[Quoted passage]:
****
Game Writing is So Bad, It's Not Even Funny - Page 2

One odd quirk of the gaming industry: Reviewers and opinion-makers in the gaming industry don't care about writing, except for when the games attempt to have good writing. For instance, Metal Gear Solid 4 actually tried to tell a good story, and almost all of the criticism directed towards it was based on writing. Players either said the cutscenes were too long, or the writing was based too much on "information dumps" and unnatural-feeling story development. Both of those are writing problems. Now, talk to anybody about Gears of War 2, and you will almost certainly not hear any complaints based on its writing, even though it is appalling. If you don't give credit to Metal Gear Solid for the mostly successful attempt, then why should they try? If they didn't try, then no one would say anything about the writing one way or another, and they'd be just as well off with less money and effort spent. 

Back to comedy, where game writing is the most advanced, I foresee there being three legitimately funny games this year: Brutal Legend, Sam & Max Season Three, and the much lesser-known Deathspank. What's the problem with that list? Those three games come from the same three designers who worked on The Secret of Monkey Island almost twenty years ago, Tim Schafer, Dave Grossman, and Ron Gilbert, respectively for each of the games. If even now, we're still relying on the same three guys for the games with good writing, that isn't a good sign.
****
[Collected data]:
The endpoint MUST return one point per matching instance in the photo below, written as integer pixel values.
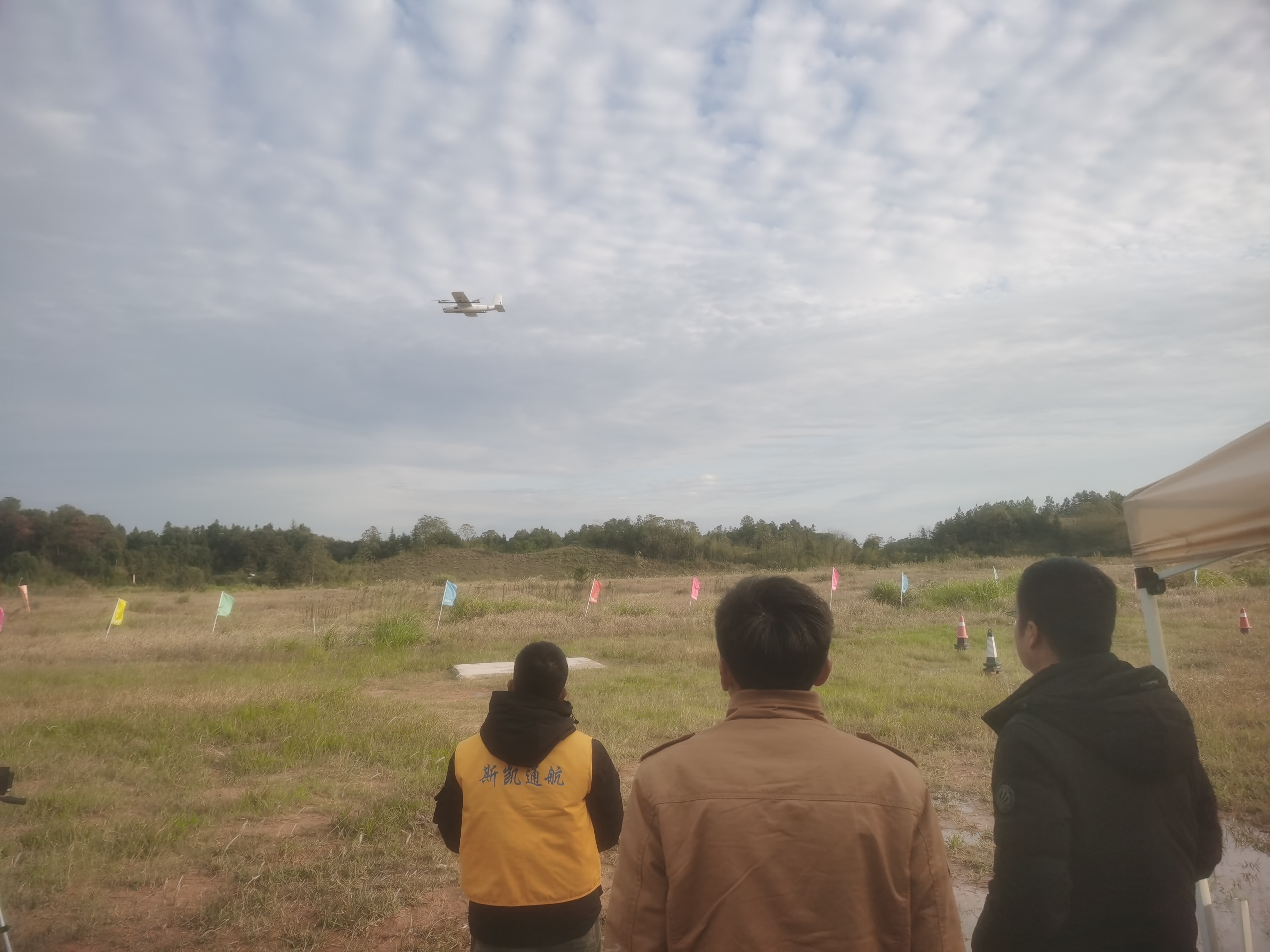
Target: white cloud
****
[Exercises to complete]:
A. In the essay on game writing, which three games are predicted to be legitimately funny this year?
B. Pick up the essay on game writing after its final sentence and carry it forward.
The data plays no part in what is asked here.

[Answers for this exercise]:
A. Brutal Legend, Sam & Max Season Three, and Deathspank.

B.
So, what do video games need to do to establish a tradition for writing, and start building towards being widely considered an art form? Clearly, nothing's more important than just making good games, but that is more of an effect than a cause, and it's very nearly bootstrapping.  To provide the environment for good games to be made, we need a lot of things. We do need companies like EA and Valve to keep making the risks they have been recently, and trying to produce original IPs that aren't guaranteed blockbuster hits. This at least gets gamers used to buying games that aren't necessarily Madden or Call of Duty. Reviewers need to actually criticize a game if it has an awful story.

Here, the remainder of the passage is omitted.